▶ **MATERIAL PROVIDED**
Begin

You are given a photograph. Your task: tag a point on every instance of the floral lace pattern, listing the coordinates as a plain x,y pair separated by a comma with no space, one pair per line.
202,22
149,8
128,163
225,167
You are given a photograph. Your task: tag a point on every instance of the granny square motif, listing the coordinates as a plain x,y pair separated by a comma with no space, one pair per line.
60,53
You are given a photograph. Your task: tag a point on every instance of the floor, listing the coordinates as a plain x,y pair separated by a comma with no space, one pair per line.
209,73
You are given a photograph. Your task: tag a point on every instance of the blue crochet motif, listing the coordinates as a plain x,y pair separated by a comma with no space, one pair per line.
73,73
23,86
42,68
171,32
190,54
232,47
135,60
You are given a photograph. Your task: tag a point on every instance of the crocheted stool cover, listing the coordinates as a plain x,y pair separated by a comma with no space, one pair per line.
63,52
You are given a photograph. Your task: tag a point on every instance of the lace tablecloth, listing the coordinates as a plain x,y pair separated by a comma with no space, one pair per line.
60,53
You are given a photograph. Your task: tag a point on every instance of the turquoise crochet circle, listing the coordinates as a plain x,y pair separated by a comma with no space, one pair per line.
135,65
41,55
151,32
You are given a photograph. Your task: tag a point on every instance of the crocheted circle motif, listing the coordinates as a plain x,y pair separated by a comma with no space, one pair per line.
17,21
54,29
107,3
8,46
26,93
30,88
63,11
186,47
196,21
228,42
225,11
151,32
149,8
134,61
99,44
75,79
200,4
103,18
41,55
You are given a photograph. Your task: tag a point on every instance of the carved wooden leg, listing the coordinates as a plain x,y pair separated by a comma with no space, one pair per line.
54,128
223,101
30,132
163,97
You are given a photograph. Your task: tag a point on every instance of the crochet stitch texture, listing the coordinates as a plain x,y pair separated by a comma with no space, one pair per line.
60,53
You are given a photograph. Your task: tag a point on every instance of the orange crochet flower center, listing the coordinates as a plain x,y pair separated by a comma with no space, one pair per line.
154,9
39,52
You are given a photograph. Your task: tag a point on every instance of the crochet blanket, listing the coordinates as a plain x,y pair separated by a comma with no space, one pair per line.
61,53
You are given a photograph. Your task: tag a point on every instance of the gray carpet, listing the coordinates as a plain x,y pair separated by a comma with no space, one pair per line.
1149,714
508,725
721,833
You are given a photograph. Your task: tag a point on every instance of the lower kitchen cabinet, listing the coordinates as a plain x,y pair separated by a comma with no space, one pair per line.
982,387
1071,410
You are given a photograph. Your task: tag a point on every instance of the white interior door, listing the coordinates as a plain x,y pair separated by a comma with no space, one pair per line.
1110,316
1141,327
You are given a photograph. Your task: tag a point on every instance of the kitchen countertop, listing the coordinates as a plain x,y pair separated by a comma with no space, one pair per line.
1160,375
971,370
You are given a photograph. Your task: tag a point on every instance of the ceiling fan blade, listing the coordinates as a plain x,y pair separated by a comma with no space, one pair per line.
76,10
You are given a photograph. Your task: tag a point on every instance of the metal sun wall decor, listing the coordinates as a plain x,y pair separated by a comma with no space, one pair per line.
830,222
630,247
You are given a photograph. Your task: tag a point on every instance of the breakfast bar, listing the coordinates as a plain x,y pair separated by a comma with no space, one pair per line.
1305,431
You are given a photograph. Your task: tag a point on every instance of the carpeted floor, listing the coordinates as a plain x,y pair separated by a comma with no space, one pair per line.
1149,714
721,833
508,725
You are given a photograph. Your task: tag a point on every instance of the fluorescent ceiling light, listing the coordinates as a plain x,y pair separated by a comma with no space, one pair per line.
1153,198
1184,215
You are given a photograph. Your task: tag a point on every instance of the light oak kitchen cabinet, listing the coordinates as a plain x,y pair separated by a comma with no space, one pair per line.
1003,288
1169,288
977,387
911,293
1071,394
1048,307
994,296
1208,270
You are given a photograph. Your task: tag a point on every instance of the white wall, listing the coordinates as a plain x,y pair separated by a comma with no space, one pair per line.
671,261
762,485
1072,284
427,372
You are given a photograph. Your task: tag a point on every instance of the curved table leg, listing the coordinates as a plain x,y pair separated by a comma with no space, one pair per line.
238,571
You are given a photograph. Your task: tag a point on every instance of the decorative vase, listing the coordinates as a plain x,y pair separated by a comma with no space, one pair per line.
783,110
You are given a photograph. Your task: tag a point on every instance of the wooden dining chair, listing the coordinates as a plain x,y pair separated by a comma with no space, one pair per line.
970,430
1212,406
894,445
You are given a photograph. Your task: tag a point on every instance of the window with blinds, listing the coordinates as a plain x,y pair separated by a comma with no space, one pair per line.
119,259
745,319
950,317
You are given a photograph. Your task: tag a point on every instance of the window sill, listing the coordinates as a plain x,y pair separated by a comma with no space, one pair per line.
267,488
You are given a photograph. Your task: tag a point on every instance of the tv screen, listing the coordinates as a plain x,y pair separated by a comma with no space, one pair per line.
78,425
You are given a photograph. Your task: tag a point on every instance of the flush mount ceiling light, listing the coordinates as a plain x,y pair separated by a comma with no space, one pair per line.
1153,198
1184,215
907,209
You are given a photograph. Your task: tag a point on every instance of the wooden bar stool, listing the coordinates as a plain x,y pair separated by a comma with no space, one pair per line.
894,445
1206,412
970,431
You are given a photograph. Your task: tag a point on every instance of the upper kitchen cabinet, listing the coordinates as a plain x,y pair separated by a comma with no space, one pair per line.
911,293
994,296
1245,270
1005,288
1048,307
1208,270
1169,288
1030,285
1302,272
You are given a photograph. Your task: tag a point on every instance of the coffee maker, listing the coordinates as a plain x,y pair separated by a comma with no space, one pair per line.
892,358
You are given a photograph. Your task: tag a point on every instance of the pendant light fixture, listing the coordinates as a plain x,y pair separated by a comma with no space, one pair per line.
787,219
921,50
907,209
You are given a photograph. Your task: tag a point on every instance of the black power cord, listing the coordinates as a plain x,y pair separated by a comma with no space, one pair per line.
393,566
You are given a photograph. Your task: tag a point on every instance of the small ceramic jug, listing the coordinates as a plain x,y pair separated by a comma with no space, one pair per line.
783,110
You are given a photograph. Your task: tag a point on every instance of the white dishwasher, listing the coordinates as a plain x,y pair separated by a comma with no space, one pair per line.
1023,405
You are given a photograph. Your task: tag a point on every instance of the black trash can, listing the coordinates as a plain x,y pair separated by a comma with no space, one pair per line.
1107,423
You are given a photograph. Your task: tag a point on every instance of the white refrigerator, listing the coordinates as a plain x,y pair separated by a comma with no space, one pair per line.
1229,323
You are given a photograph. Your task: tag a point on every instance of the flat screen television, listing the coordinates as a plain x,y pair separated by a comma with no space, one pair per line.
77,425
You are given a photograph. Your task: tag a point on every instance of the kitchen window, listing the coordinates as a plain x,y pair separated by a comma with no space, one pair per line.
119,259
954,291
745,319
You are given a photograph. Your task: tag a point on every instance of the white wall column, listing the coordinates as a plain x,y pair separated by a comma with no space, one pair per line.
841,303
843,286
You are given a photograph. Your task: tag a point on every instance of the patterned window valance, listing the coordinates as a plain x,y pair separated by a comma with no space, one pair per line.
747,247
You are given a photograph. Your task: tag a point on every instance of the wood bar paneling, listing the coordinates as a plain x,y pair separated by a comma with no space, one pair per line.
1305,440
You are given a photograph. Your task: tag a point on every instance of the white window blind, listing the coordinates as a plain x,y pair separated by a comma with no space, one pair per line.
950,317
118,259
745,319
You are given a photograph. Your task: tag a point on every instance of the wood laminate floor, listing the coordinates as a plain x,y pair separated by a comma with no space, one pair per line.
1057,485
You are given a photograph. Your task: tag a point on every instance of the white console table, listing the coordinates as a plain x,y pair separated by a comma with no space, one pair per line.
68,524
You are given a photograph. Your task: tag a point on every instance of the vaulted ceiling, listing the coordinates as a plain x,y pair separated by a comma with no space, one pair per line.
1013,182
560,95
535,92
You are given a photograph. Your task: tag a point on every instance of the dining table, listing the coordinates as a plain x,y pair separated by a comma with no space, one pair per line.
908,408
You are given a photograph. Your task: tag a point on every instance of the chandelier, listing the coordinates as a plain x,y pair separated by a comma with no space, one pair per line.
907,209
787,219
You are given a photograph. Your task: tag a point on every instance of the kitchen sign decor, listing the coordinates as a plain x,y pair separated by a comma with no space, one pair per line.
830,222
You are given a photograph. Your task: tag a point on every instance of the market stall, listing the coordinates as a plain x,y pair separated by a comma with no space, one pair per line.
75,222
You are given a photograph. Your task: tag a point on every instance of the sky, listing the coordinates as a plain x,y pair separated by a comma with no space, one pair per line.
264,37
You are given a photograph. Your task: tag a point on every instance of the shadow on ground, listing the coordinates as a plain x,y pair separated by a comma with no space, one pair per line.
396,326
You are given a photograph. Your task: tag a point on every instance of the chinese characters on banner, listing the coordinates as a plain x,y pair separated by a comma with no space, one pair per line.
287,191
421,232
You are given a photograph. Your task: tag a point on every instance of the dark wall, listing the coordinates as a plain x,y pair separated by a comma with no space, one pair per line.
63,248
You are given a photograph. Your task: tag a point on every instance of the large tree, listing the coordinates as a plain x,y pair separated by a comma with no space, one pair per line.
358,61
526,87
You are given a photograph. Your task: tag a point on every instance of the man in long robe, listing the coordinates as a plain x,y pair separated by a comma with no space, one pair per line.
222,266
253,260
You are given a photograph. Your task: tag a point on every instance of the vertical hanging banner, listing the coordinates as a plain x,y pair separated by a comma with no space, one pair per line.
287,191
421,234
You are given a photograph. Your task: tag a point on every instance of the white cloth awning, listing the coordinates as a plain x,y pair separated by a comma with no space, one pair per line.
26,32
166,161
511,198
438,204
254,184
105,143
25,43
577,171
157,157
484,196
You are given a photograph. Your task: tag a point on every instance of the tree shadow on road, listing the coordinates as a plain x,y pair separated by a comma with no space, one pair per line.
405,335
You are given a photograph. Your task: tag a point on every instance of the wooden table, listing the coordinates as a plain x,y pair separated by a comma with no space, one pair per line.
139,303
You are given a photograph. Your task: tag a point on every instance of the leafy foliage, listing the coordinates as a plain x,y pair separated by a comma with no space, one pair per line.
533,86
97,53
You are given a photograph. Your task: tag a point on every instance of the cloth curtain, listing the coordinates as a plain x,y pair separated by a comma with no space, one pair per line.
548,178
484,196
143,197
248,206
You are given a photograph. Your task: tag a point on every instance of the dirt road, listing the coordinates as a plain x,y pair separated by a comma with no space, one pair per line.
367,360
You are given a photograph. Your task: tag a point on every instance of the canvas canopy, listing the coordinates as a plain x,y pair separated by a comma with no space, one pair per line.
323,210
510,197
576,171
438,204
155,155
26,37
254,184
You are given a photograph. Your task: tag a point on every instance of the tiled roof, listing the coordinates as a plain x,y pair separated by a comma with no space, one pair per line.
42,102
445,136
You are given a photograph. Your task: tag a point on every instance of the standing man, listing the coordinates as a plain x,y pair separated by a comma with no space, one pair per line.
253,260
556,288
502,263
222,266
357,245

End

▶ **STATED PROBLEM**
Locate "of the tiled" in the data above. Then repeat, exactly, its line and each line after it through the last, adding nothing.

▶ **OUTPUT FOR THIS TASK**
You are given a photograph. Your task: tag a point on every instance of the tiled roof, listing the coordinates as a plain x,y pair separated by a comma with no space, one pair per line.
42,102
445,136
You are given a photograph. Your task: tag a point on every instance of the standing man, listing the coordinates as a plain x,y pair separated by a comma with no space, one pair per line.
253,260
556,288
502,263
222,266
357,245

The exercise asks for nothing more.